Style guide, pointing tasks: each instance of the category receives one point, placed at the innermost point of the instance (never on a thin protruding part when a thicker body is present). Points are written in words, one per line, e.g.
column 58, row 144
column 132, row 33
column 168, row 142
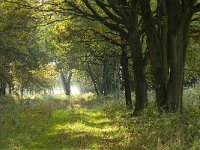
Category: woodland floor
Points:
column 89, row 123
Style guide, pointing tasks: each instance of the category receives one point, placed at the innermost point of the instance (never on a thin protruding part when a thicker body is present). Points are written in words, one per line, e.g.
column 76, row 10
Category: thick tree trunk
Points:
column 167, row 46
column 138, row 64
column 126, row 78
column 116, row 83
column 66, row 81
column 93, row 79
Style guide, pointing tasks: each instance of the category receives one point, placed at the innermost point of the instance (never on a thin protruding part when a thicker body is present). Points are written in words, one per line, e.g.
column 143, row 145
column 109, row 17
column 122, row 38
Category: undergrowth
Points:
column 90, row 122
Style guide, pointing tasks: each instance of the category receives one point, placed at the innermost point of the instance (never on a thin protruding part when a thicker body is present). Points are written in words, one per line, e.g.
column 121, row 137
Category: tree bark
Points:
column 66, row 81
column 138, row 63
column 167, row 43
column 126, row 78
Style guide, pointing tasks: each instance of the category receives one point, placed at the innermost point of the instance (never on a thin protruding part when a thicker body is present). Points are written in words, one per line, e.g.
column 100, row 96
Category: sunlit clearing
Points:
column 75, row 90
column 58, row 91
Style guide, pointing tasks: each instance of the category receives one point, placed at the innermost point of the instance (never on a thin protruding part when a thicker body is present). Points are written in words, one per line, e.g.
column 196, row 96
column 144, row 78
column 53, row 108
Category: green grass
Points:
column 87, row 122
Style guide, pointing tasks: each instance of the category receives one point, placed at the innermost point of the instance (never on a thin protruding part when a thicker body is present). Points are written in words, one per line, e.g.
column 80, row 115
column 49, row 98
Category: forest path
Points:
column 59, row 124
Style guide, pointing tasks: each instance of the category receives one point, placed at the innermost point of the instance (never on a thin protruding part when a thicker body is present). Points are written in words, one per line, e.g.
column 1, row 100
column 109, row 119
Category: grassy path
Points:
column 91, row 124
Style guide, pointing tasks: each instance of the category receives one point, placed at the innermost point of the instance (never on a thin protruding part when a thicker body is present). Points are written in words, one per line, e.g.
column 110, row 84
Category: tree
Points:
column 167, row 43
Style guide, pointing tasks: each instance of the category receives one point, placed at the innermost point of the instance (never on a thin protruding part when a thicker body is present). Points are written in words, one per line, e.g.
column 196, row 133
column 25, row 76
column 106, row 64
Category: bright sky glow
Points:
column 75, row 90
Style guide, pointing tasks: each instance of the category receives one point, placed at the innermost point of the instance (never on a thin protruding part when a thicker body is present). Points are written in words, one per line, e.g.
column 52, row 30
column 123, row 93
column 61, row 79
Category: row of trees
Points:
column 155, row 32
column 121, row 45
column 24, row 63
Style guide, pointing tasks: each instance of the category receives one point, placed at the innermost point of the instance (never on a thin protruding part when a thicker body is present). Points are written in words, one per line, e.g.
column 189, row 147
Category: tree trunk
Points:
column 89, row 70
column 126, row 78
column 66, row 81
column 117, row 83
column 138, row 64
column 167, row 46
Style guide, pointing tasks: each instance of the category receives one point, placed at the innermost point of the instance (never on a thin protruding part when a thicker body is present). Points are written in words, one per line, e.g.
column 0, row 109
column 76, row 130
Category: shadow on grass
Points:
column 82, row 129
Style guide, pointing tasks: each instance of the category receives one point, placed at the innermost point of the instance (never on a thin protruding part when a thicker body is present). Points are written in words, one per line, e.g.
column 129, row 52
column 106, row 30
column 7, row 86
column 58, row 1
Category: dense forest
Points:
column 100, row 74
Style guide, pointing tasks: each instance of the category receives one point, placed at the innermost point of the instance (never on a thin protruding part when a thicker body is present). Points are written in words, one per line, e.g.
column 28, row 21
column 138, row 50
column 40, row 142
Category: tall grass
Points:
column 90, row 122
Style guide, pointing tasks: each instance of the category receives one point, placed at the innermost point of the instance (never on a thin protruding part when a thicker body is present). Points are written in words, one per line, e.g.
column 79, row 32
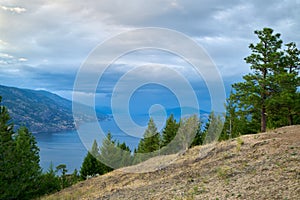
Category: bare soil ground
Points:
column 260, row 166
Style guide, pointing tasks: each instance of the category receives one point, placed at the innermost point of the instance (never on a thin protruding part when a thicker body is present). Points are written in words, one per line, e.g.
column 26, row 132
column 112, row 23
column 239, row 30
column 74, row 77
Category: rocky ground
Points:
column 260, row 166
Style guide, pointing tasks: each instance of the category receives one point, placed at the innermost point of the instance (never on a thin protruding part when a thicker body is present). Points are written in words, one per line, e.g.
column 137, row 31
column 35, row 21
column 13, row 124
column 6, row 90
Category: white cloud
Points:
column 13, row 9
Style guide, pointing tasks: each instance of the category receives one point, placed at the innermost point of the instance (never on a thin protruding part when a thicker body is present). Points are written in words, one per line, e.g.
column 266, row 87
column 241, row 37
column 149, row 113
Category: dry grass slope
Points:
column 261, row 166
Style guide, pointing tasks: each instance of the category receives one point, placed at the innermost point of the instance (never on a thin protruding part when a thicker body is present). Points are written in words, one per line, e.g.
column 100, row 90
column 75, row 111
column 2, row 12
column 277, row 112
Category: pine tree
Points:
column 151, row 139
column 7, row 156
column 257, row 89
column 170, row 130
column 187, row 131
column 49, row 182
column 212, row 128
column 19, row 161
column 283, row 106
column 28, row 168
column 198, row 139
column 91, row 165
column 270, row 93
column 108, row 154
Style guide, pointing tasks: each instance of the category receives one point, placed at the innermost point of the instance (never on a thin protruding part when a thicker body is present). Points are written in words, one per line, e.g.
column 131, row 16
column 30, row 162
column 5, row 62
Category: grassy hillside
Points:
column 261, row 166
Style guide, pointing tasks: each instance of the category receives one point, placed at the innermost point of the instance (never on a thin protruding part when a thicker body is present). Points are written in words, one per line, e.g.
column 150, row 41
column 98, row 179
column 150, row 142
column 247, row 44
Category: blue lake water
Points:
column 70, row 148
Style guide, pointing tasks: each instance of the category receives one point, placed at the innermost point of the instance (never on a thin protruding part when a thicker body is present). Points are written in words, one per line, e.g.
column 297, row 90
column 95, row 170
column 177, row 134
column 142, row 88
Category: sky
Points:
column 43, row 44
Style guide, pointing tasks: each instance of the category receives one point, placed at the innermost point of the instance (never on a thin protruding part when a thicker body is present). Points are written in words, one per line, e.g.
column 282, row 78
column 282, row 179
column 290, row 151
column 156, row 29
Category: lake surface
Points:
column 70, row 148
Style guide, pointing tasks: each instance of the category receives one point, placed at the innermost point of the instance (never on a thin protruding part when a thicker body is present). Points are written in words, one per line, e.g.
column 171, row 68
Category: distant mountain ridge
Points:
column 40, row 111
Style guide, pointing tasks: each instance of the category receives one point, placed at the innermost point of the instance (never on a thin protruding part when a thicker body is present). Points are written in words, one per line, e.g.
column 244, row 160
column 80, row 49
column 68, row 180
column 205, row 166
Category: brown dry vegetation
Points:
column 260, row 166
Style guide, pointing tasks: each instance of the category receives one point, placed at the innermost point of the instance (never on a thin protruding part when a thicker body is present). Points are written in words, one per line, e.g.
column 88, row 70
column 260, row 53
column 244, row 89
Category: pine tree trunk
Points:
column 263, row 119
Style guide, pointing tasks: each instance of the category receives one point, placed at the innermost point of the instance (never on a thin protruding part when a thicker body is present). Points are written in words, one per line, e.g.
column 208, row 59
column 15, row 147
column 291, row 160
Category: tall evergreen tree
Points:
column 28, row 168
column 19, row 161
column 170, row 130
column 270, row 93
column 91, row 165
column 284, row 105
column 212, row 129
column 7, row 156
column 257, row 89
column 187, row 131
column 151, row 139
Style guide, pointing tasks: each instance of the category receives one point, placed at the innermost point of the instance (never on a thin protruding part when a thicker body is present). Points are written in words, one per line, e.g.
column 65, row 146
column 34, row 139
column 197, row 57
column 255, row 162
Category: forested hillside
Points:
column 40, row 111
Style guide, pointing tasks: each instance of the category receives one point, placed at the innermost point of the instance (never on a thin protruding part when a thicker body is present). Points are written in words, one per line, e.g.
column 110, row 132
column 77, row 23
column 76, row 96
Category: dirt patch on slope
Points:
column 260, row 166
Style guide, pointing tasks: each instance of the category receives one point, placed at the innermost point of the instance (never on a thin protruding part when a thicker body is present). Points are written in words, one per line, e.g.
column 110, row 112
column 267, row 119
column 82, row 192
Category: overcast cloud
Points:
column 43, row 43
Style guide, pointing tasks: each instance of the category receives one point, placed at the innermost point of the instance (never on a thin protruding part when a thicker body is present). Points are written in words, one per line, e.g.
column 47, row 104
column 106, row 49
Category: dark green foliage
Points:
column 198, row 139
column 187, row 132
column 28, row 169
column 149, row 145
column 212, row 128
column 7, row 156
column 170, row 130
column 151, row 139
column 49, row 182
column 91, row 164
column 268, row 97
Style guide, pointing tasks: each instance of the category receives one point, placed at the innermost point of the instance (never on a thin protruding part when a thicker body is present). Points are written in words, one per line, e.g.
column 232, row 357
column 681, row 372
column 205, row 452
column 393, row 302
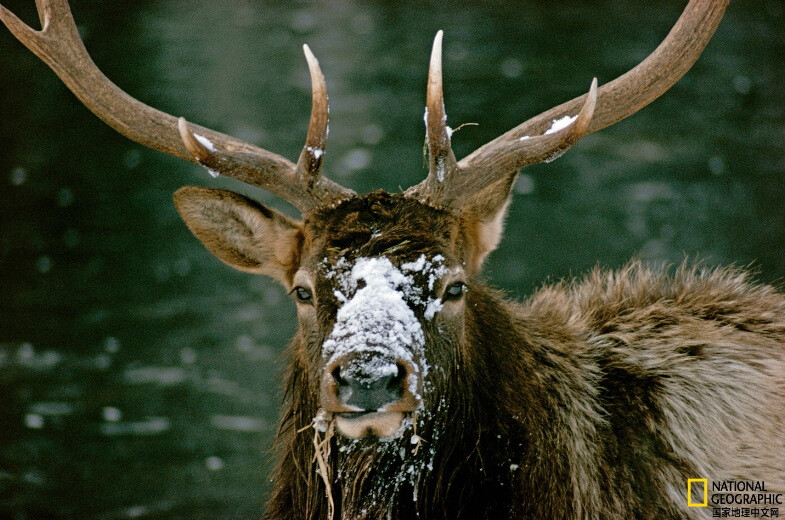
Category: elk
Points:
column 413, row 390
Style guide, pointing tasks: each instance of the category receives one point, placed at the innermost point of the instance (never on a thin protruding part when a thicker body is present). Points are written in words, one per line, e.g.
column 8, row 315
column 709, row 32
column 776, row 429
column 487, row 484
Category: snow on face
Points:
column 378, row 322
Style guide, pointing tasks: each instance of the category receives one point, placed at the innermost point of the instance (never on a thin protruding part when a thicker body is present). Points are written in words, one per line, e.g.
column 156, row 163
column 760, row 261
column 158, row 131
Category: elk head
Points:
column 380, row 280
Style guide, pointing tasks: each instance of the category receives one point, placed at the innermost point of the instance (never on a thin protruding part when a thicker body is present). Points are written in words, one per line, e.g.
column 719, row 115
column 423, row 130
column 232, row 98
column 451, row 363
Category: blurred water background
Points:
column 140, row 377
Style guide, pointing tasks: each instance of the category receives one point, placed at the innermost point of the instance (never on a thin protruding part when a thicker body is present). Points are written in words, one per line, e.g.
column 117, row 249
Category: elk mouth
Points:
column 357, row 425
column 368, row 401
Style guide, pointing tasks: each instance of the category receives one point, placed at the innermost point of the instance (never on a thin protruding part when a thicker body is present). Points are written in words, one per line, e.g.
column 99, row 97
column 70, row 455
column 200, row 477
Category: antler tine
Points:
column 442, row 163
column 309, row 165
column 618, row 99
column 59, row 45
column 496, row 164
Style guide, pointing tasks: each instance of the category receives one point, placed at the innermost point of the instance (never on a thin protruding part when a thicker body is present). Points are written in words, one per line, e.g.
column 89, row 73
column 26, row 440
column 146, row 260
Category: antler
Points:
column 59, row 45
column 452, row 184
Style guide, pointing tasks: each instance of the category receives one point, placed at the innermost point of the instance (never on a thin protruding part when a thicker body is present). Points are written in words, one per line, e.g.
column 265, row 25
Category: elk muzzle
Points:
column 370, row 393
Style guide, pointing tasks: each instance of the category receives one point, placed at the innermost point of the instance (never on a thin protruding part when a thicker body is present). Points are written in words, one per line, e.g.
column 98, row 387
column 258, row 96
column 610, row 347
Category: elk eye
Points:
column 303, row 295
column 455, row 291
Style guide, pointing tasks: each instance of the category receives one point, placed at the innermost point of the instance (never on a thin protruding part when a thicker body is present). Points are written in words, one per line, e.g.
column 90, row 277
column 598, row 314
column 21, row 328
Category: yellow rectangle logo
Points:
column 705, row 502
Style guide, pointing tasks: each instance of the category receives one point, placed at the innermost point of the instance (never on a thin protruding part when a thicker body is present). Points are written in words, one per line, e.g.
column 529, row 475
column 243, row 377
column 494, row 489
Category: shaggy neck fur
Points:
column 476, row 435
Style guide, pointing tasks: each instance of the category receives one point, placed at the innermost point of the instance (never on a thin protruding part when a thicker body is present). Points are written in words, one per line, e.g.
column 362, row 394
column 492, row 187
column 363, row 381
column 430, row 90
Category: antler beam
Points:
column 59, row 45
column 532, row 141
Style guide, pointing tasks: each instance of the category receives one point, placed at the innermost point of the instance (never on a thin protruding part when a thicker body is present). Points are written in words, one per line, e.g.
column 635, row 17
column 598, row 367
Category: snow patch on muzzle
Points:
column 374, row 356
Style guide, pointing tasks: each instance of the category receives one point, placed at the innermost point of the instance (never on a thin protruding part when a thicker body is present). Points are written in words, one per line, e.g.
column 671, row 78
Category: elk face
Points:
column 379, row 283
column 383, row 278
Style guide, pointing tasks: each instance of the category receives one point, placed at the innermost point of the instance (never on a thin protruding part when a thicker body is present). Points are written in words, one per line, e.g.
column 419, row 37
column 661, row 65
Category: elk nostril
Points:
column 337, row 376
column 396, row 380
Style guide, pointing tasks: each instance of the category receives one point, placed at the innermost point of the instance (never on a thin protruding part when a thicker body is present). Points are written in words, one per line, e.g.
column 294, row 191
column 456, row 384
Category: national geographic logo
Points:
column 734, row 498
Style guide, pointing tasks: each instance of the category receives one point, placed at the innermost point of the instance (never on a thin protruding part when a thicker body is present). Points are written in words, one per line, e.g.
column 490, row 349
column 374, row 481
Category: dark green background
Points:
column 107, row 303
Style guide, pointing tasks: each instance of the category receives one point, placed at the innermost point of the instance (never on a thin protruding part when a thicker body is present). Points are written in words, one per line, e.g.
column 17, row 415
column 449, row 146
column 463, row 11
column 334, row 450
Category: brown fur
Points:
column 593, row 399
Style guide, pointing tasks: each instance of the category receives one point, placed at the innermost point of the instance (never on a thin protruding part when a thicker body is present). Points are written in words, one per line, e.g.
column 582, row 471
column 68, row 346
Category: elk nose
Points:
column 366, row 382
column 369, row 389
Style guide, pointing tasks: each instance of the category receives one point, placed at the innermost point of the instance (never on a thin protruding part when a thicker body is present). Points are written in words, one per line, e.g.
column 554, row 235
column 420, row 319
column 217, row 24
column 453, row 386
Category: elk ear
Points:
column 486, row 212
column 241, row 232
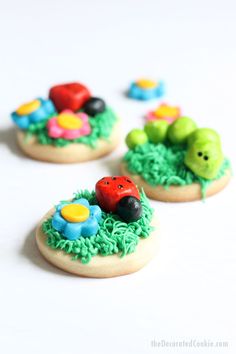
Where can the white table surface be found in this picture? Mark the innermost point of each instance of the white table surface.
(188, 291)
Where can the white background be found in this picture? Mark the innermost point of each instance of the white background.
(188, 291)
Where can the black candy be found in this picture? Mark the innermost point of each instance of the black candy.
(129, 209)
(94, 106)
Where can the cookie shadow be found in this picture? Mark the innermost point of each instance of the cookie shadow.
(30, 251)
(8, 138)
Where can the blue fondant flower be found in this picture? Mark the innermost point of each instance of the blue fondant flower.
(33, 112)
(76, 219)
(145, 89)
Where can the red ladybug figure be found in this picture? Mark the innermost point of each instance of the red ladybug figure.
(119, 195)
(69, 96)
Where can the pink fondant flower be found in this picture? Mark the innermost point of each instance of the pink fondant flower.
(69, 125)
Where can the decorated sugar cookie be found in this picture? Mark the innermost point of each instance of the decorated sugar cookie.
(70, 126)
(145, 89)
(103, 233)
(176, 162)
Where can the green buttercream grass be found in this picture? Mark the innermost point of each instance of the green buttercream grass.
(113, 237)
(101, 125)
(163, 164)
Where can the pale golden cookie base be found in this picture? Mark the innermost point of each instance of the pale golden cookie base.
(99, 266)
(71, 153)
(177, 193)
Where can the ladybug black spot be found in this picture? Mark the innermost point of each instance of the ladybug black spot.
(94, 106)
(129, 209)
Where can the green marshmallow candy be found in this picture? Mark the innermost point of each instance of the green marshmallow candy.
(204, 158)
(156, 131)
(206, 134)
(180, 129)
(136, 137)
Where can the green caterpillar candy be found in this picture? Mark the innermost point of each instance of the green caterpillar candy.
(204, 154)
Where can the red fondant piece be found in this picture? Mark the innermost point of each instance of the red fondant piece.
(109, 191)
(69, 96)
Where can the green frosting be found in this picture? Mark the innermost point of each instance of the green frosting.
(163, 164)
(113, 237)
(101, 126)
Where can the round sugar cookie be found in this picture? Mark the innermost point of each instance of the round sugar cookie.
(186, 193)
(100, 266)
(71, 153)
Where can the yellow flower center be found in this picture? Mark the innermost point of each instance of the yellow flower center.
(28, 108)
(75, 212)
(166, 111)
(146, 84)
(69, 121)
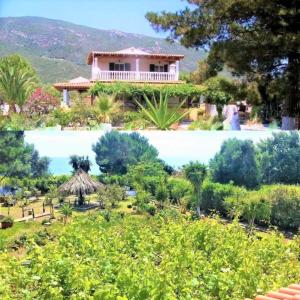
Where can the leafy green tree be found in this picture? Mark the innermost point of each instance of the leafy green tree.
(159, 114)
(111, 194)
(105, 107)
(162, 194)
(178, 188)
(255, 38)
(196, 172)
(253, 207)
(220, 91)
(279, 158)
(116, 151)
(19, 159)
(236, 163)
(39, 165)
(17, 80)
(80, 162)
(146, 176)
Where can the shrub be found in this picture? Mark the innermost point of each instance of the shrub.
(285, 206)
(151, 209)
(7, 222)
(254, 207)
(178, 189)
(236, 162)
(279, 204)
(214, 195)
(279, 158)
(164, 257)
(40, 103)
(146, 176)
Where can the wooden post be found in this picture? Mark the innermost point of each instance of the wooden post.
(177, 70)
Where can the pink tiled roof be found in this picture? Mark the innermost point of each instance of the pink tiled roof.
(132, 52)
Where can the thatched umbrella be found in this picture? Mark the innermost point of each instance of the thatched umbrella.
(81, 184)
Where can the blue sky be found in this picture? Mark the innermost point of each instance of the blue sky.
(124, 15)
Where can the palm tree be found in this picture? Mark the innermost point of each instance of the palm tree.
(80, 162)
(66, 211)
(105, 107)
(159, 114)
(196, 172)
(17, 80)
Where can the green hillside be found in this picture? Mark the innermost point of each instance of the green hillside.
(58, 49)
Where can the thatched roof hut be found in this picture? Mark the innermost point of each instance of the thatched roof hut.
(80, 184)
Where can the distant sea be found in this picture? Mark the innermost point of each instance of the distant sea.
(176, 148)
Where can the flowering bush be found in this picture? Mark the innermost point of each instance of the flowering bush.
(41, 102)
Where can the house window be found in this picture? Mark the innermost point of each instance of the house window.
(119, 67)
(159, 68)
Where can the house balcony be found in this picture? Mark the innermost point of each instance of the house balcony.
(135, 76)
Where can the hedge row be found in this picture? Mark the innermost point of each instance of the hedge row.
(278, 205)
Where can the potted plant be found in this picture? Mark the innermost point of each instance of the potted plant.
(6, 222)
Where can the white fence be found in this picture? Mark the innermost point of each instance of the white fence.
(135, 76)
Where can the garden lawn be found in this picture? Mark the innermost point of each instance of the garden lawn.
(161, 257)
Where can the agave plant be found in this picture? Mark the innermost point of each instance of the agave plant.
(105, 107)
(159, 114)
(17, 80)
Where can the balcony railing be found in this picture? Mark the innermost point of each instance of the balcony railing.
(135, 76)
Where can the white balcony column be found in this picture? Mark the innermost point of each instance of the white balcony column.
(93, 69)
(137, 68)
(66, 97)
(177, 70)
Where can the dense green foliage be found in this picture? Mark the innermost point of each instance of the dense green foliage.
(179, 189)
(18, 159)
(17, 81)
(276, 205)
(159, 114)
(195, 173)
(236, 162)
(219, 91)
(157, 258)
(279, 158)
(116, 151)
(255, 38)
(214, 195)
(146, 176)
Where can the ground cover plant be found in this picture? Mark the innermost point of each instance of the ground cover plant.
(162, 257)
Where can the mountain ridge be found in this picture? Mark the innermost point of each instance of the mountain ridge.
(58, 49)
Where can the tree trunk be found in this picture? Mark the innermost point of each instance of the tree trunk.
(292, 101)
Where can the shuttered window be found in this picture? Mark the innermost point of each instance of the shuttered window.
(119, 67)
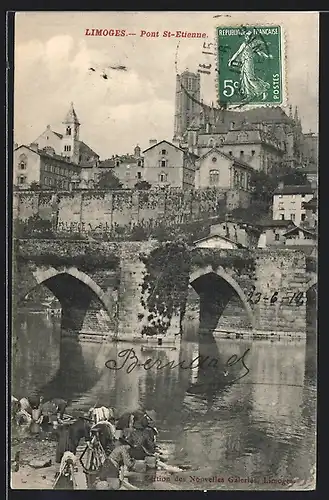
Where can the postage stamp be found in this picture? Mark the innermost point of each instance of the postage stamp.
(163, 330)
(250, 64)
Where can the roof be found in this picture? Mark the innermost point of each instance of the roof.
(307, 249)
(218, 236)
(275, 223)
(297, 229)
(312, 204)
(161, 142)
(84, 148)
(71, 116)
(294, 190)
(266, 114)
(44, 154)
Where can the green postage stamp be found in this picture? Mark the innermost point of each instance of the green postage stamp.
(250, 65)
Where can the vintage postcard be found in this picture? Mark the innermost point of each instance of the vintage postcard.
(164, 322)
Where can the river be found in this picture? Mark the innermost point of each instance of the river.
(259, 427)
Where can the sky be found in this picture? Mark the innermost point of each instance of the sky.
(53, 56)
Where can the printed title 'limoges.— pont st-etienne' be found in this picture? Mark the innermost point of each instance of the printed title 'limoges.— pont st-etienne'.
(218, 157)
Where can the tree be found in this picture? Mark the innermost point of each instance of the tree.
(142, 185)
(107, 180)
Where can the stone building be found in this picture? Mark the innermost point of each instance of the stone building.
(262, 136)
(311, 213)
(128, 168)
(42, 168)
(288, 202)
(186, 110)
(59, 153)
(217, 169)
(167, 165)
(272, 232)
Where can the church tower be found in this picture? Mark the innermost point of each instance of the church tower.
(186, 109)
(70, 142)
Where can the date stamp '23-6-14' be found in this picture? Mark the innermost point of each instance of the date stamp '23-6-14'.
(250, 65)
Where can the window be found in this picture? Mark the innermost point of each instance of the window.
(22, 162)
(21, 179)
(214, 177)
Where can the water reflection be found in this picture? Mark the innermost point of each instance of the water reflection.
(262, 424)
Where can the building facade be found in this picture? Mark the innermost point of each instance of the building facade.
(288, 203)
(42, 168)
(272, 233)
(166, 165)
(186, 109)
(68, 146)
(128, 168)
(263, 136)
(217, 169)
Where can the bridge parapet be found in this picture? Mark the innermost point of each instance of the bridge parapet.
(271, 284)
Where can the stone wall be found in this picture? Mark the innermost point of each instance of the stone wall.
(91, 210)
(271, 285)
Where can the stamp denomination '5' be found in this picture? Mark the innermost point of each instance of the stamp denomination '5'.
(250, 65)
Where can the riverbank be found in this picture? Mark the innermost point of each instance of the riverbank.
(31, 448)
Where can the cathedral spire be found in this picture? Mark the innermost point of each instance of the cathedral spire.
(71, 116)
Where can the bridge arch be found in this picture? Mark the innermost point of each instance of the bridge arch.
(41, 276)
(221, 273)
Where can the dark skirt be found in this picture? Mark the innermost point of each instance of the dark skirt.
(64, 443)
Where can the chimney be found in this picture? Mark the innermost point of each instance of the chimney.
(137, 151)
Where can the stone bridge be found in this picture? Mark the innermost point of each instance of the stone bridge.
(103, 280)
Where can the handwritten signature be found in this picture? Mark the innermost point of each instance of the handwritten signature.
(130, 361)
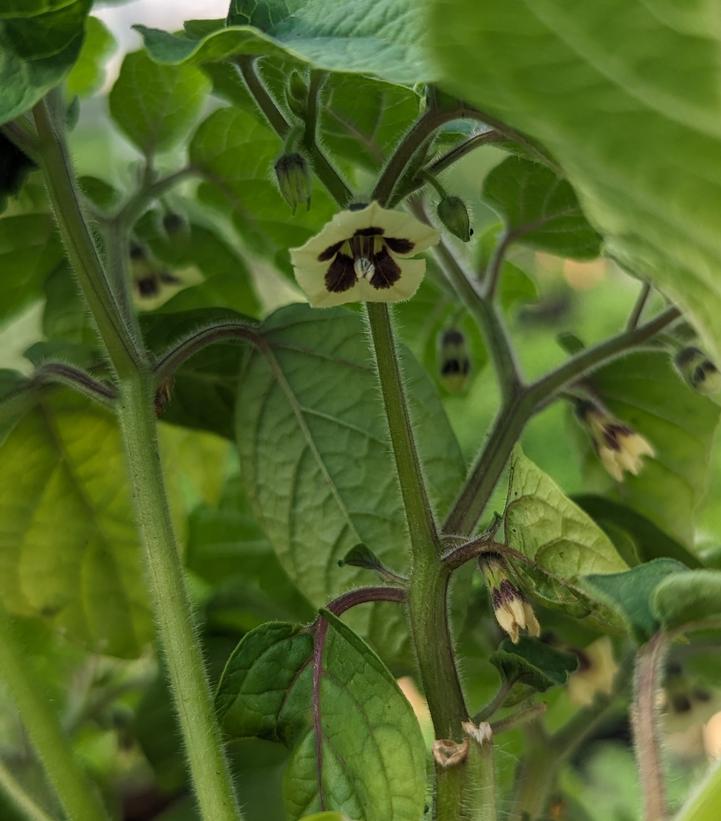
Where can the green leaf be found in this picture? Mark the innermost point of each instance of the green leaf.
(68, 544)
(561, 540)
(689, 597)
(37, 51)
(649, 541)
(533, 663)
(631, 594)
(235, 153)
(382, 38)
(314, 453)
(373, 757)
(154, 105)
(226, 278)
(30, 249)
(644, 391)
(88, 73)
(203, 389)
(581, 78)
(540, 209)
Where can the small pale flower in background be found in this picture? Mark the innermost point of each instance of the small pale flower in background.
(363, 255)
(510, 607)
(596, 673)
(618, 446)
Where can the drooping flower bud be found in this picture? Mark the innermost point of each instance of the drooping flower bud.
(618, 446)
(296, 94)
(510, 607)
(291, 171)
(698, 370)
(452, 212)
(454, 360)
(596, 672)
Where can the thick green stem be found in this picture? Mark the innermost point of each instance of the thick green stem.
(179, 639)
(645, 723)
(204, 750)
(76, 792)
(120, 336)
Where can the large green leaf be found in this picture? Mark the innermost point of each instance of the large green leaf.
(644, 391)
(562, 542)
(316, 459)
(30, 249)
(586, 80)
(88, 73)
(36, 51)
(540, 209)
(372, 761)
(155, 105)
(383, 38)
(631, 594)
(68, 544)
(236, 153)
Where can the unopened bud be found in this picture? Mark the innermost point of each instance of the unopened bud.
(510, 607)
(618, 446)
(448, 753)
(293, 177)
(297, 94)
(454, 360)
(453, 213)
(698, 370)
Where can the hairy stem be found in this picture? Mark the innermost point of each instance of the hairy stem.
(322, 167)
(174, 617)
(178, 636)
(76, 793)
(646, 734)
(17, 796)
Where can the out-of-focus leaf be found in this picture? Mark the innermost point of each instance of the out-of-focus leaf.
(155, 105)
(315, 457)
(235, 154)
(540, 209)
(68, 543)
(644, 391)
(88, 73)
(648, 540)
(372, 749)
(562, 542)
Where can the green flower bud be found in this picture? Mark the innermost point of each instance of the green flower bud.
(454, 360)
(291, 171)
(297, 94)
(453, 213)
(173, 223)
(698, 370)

· · ·

WHAT IS REQUIRED →
Copy out the rows word for word, from the very beginning down to the line containing "column 93, row 79", including that line. Leave the pictures out of your copy.

EXERCISE ANSWER →
Style guide, pointing tasks: each instance of the category receives one point, placed at the innermost point of the instance (never on a thin protruding part when a thicker body is present). Points are written in words, one per line, e.g.
column 58, row 144
column 132, row 33
column 168, row 142
Category: woodland floor
Points:
column 89, row 123
Style guide, pointing tasks: each instance of the category receives one point, placed at the innermost point of the instance (never on a thin protruding part when a thicker body is present). Points are written in words, one per line, e.g.
column 76, row 10
Category: thick tree trunk
Points:
column 167, row 46
column 138, row 64
column 126, row 78
column 116, row 83
column 66, row 81
column 93, row 79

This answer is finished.